### [ABOUT THIS TASK]
Set down exactly, with nothing added, the lines from the one containing "In this exercise you will identify every instance of the upper" through the end of the entries.

(Stored data entries)
........

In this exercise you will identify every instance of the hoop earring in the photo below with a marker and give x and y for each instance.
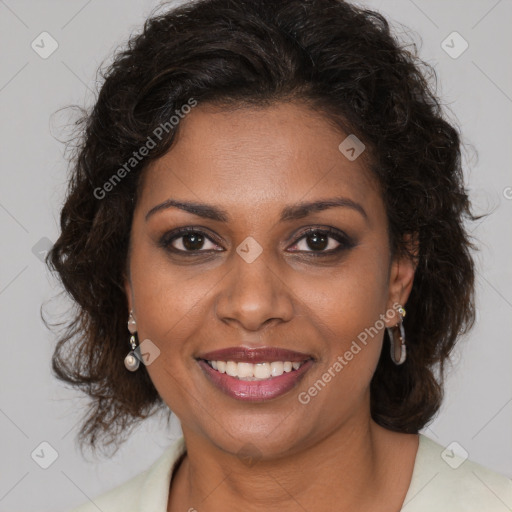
(397, 339)
(131, 361)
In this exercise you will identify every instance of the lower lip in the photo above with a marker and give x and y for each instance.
(255, 390)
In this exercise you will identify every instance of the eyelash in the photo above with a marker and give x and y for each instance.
(345, 242)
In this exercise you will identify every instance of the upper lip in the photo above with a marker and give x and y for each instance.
(262, 354)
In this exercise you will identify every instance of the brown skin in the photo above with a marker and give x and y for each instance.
(328, 454)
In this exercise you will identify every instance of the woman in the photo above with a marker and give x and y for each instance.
(264, 234)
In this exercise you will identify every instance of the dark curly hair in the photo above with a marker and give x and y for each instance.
(340, 60)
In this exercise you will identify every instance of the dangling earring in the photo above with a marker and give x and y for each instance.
(131, 361)
(397, 346)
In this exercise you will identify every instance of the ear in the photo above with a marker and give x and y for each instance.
(401, 277)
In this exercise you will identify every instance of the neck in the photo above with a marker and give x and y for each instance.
(345, 470)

........

### [TASK RESPONSE]
In this exercise you will identify every instance of the upper lip in the photo above with a marker and give x and y for each instance.
(262, 354)
In this exercise you will identify every instance of the brown skin in the photo above with a marker and give x and y for each instance.
(328, 454)
In this exercise you will identify every instance of the woman in the photo above with a marker and give x and y for each instance.
(264, 234)
In this exercise you will identify every instance of the dark curly hair in the photo above with a marker and give x and y for each instance.
(340, 60)
In this exercise you will identify every instance of the dangling earring in the photo above with a marker and give x and y for each instance.
(131, 361)
(397, 346)
In this exercise you will identify every instance of the ear in the photo above with a marker and give x and y for each instance.
(401, 277)
In this exercise you will identify every instance of the neck in the photo above with a marker and give x and y for each instance.
(345, 470)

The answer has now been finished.